Would you print every entry below exactly as written, omitting the images?

### Natural-language object grounding data
■ ■ ■ ■

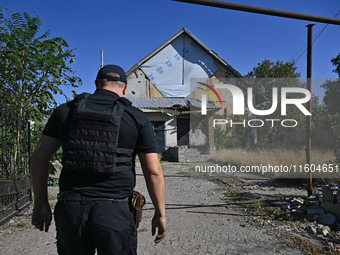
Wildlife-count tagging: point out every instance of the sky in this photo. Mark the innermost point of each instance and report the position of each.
(129, 30)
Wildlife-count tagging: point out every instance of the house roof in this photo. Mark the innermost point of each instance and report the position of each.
(187, 32)
(169, 102)
(259, 96)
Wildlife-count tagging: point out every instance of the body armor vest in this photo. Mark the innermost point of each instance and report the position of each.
(93, 140)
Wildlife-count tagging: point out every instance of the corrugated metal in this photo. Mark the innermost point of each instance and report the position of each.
(168, 102)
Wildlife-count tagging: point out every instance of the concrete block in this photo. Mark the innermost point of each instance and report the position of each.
(332, 208)
(327, 193)
(297, 202)
(338, 196)
(327, 219)
(298, 214)
(314, 212)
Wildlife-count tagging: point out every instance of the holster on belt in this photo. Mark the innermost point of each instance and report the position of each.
(137, 203)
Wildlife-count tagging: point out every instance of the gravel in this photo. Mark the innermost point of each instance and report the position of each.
(199, 222)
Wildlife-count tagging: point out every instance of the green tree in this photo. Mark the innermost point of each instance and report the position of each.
(32, 69)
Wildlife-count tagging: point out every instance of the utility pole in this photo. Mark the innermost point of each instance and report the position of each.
(101, 59)
(291, 15)
(309, 107)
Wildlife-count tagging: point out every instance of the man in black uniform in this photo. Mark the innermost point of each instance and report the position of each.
(100, 135)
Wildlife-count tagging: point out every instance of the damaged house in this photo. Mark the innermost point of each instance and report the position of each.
(159, 85)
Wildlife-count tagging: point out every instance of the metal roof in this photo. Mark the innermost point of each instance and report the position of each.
(168, 102)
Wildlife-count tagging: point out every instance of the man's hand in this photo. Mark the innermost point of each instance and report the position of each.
(160, 223)
(42, 216)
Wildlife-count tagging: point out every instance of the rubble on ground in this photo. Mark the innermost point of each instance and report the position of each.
(322, 210)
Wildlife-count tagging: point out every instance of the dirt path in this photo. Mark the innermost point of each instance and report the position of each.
(199, 222)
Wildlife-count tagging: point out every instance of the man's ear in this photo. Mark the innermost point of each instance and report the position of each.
(124, 90)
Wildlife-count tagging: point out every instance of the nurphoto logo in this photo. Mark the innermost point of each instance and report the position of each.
(244, 98)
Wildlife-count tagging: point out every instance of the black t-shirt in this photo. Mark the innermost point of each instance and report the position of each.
(136, 133)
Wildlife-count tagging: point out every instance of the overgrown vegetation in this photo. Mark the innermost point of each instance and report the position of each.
(33, 67)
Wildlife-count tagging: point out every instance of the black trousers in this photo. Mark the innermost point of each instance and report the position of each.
(84, 226)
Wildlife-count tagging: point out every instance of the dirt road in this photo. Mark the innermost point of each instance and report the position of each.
(200, 221)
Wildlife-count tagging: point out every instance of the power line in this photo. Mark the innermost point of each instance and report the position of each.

■ ■ ■ ■

### Task solution
Wildlife-count tagging: point out every instance of the sky in this photo. Mark the innermost point of each instance and report the position of each.
(129, 30)
Wildlife-count tagging: point out every instance of the house roof in this photo. Mark the innermost point of each instance and report the position of each.
(187, 32)
(169, 102)
(259, 96)
Wildlife-count tagging: point out every instance of the body armor vest in this photo. Mark the innermost point of each instance and report the position of each.
(93, 140)
Wildlife-count tagging: point out every instance of the corrugated metal in this photo. Mark the innermost point of each instance and report the position of each.
(168, 102)
Wildlife-count tagging: point out every instance of the concrete block in this photo. Mark the innermost point of each instance and report the position of each.
(332, 208)
(327, 193)
(297, 202)
(338, 196)
(327, 219)
(298, 214)
(314, 212)
Wildlife-count tagging: point out every instance of the holster on belt in this photo. Mark the innermost point of each instance and report the position of each.
(137, 203)
Wildlife-count tagging: point out every instance of the gravel in this photo. Mark the innermost point of each instance and report the position of each.
(199, 222)
Wildlife-count tagging: point out every instance of the green tree in this photo. Mark the innermost point of each instance and report the position of each.
(32, 69)
Wildlife-count tagging: point out every instance of the utility pole in this photo. Mark the innermost point of each instance and report the position of each.
(101, 59)
(291, 15)
(309, 107)
Wildlife-count tagging: point out every instance of the man in black uniform in this photo. Mark the innermost point of each instance and report the position of each.
(100, 135)
Wildlife-count tagging: point out every instance of the damaged house in this photo. Mark the innermost point of each instance and report the position of each.
(159, 85)
Wildlife-count tagging: point out every instance of the metal roof in this photo. Mark the innermost point of each instance and report the position of each.
(168, 102)
Wildlife-count tagging: point out every instance of the man's hand in this photo. Mark the innermost point of each instance and report the position of each.
(160, 223)
(42, 216)
Wildlife-count tagging: point out every instance of the rubble on ground in this photo. Mark the innermost point of each instance and report the position of each.
(322, 210)
Wildlife-count tagging: point out every instance of the dirt path in this photo. Mark the innermost point of each instance and report the position of each.
(199, 222)
Wildlife-count tagging: point out every instance of the man's ear in this photo. Mark the innermost point of each instance and report the position of each.
(124, 90)
Wildlife-count tagging: point out every instance of the nurphoto logo in this photo. Mark the innermost point of each instance and report the position of each.
(244, 98)
Wildlife-count tagging: point out every instance of the black t-shirt in this photo. Mark the innermost point of each instance and report the position of each.
(136, 133)
Wildlife-count tagging: point out every instance of the overgrown vegetation in this photo. Mark the innermost point of each instance and report the position of each.
(33, 67)
Wildlife-count tagging: point out every instance of the black trousers in this photo. Mark the innermost point of each instance and report the position of each.
(84, 226)
Wildlife-count tagging: point out every instance of the dirt road in this photo. Mark the innermost point of each instance and report the position of each.
(200, 221)
Wildlife-count tagging: point out every instance of the power line in this photo. Mark the innermost point of each instance and report the position of each.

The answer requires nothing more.